— start SOURCE DATA —

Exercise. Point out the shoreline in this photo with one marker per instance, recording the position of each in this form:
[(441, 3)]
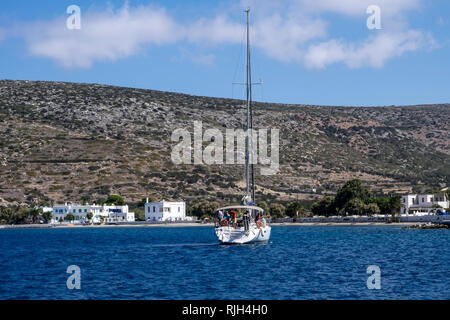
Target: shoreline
[(178, 225)]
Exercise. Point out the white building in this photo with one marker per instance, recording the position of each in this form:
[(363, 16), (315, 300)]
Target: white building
[(100, 213), (424, 204), (165, 211)]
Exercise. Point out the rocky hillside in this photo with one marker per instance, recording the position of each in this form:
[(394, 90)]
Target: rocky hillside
[(80, 142)]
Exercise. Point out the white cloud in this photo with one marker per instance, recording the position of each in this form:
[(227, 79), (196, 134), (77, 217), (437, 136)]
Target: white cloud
[(374, 52), (103, 36), (289, 31), (358, 7)]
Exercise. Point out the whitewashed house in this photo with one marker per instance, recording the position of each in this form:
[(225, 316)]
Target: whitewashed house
[(100, 213), (424, 204), (165, 211)]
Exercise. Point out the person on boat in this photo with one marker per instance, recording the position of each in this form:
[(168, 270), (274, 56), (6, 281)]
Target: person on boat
[(233, 217), (219, 215), (246, 219), (257, 216)]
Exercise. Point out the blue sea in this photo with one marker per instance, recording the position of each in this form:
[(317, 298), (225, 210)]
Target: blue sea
[(319, 262)]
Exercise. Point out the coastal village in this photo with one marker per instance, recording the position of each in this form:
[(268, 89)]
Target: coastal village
[(411, 208)]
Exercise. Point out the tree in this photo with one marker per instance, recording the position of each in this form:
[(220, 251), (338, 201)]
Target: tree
[(383, 204), (277, 210), (47, 216), (350, 190), (354, 207), (324, 207), (204, 209), (447, 194), (115, 200), (293, 209), (394, 206), (371, 209)]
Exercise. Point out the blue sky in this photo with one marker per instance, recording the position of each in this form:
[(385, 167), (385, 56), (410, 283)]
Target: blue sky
[(305, 51)]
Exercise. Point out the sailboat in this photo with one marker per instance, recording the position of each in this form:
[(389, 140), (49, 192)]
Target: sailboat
[(244, 223)]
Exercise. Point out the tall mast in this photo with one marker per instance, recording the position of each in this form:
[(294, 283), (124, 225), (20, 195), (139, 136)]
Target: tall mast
[(249, 119)]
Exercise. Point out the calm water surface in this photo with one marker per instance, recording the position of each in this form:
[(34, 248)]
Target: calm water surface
[(188, 263)]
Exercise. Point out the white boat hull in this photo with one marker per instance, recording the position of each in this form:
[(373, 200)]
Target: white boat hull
[(231, 235)]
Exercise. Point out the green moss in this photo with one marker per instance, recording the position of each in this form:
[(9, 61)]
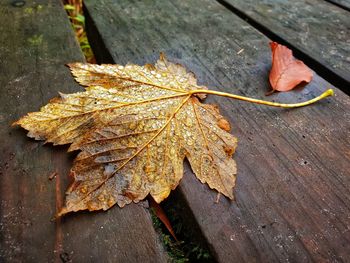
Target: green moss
[(173, 248), (187, 250), (35, 40)]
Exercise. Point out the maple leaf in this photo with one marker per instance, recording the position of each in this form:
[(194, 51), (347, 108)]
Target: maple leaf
[(286, 72), (133, 126)]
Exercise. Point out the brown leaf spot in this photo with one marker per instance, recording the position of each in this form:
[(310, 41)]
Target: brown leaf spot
[(224, 124)]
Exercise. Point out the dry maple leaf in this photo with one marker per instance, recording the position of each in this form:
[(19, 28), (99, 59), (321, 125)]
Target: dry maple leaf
[(286, 72), (134, 126)]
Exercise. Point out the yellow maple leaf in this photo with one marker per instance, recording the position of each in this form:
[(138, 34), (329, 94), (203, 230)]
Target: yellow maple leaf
[(134, 125)]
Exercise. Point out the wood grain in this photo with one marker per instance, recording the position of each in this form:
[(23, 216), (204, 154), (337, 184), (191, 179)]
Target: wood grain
[(36, 41), (341, 3), (317, 30), (292, 198)]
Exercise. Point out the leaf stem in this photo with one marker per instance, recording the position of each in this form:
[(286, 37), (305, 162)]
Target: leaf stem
[(325, 94)]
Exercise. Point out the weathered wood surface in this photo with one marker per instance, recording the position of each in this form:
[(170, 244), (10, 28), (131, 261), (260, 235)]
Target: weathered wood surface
[(36, 41), (341, 3), (292, 194), (317, 29)]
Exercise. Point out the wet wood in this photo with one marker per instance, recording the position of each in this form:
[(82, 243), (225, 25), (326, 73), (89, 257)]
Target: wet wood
[(36, 41), (292, 198), (341, 3), (305, 25)]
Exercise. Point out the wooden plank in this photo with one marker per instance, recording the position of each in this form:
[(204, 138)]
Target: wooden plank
[(293, 165), (341, 3), (36, 41), (305, 25)]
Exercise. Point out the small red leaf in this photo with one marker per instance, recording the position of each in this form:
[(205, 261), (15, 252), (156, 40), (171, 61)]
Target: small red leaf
[(286, 72), (159, 212)]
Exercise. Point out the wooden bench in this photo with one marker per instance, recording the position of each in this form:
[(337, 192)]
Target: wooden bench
[(292, 193), (36, 43)]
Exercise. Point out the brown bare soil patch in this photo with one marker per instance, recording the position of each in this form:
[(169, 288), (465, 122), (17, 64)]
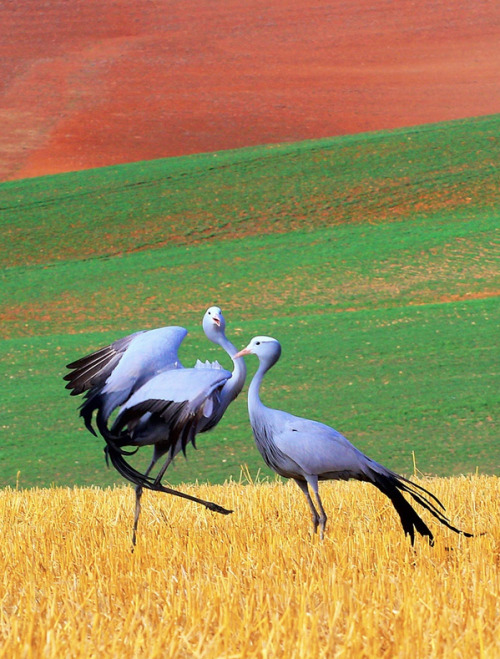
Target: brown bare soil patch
[(104, 83)]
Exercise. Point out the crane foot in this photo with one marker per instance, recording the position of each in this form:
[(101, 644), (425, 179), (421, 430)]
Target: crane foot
[(217, 509)]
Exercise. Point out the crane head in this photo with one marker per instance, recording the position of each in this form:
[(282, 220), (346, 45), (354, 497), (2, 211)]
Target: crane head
[(214, 324), (266, 348)]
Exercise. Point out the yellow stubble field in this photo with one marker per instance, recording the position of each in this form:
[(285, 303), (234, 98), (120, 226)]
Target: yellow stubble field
[(256, 583)]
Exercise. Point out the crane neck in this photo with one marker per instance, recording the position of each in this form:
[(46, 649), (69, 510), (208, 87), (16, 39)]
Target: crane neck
[(254, 401), (235, 384)]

— end SOURCE DATA —

AIM: Transfer the data from its start through the line containing "[(178, 225)]", inclusive, omitting the pictures. Add 52 to every coordinate in the answer points, leaving the format samples unchanged.

ANSWER TO THE PROBLEM:
Exercise. Point out the shoreline in this photo with one marker per instance, recording the position of each in this form:
[(441, 3)]
Target: shoreline
[(230, 277)]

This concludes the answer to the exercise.